▸ **Task statement**
Starting at the line that contains "Query: tree foliage", copy each line through the final one exactly as written.

** start Data supplied **

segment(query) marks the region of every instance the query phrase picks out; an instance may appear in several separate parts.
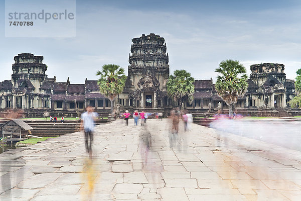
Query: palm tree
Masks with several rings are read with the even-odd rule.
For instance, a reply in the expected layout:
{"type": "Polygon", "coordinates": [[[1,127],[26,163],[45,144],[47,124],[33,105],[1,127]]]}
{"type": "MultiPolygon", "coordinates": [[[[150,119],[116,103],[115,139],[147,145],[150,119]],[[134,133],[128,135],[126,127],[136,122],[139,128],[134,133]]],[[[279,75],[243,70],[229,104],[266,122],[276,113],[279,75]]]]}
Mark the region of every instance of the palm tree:
{"type": "Polygon", "coordinates": [[[233,105],[248,88],[246,68],[238,61],[230,59],[222,61],[215,72],[221,74],[217,76],[215,89],[218,95],[229,106],[229,116],[232,117],[233,105]]]}
{"type": "Polygon", "coordinates": [[[166,83],[167,93],[175,102],[180,103],[181,108],[184,100],[188,100],[190,104],[193,99],[194,92],[194,79],[185,70],[176,70],[175,76],[171,75],[166,83]]]}
{"type": "Polygon", "coordinates": [[[295,94],[296,95],[288,103],[292,108],[301,108],[301,68],[296,71],[297,76],[294,83],[295,94]]]}
{"type": "Polygon", "coordinates": [[[124,69],[115,64],[106,64],[102,66],[102,70],[97,71],[96,75],[100,75],[97,83],[101,93],[111,101],[111,113],[113,113],[113,100],[122,92],[125,85],[126,76],[124,69]]]}

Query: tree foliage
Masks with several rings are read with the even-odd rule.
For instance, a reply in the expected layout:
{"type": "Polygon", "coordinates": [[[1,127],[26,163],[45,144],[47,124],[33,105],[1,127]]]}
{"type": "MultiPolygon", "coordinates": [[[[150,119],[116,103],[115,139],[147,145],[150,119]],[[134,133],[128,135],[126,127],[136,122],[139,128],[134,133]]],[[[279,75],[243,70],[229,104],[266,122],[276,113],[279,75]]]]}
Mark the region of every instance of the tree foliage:
{"type": "Polygon", "coordinates": [[[176,70],[174,74],[169,76],[166,83],[168,95],[180,104],[185,100],[191,104],[194,92],[194,79],[185,70],[176,70]]]}
{"type": "Polygon", "coordinates": [[[231,59],[222,61],[215,72],[217,76],[215,89],[226,104],[229,106],[229,116],[232,115],[232,107],[238,96],[243,95],[248,88],[246,70],[238,61],[231,59]]]}
{"type": "Polygon", "coordinates": [[[111,110],[112,110],[113,100],[122,92],[125,85],[126,76],[124,69],[115,64],[104,65],[102,70],[97,71],[96,75],[100,75],[97,81],[99,91],[111,100],[111,110]]]}
{"type": "Polygon", "coordinates": [[[296,95],[289,100],[291,108],[301,108],[301,68],[296,71],[297,76],[295,80],[295,91],[296,95]]]}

** end Data supplied **

▸ **Correct output**
Query: tree foliage
Masks with several rings are read with the even-odd rule.
For instance, a reply in the expected layout:
{"type": "Polygon", "coordinates": [[[1,127],[26,163],[45,144],[47,124],[33,105],[1,127]]]}
{"type": "MultiPolygon", "coordinates": [[[[150,119],[116,103],[115,139],[147,145],[150,119]],[[134,133],[128,135],[126,127],[136,122],[139,128],[134,133]]],[[[279,75],[243,70],[229,104],[266,122],[276,113],[279,75]]]]}
Mark the region of every instance of the tree foliage:
{"type": "Polygon", "coordinates": [[[176,70],[174,74],[169,76],[166,83],[168,95],[180,104],[185,100],[191,104],[194,92],[194,79],[185,70],[176,70]]]}
{"type": "Polygon", "coordinates": [[[231,59],[222,61],[215,72],[217,76],[215,89],[226,104],[229,106],[229,116],[232,115],[232,107],[238,96],[243,95],[248,88],[246,70],[238,61],[231,59]]]}
{"type": "Polygon", "coordinates": [[[111,110],[112,110],[113,100],[122,92],[125,85],[126,76],[124,69],[115,64],[104,65],[102,70],[97,71],[96,75],[100,75],[97,81],[99,91],[111,100],[111,110]]]}
{"type": "Polygon", "coordinates": [[[296,95],[289,100],[291,108],[301,108],[301,68],[296,71],[297,76],[295,80],[295,91],[296,95]]]}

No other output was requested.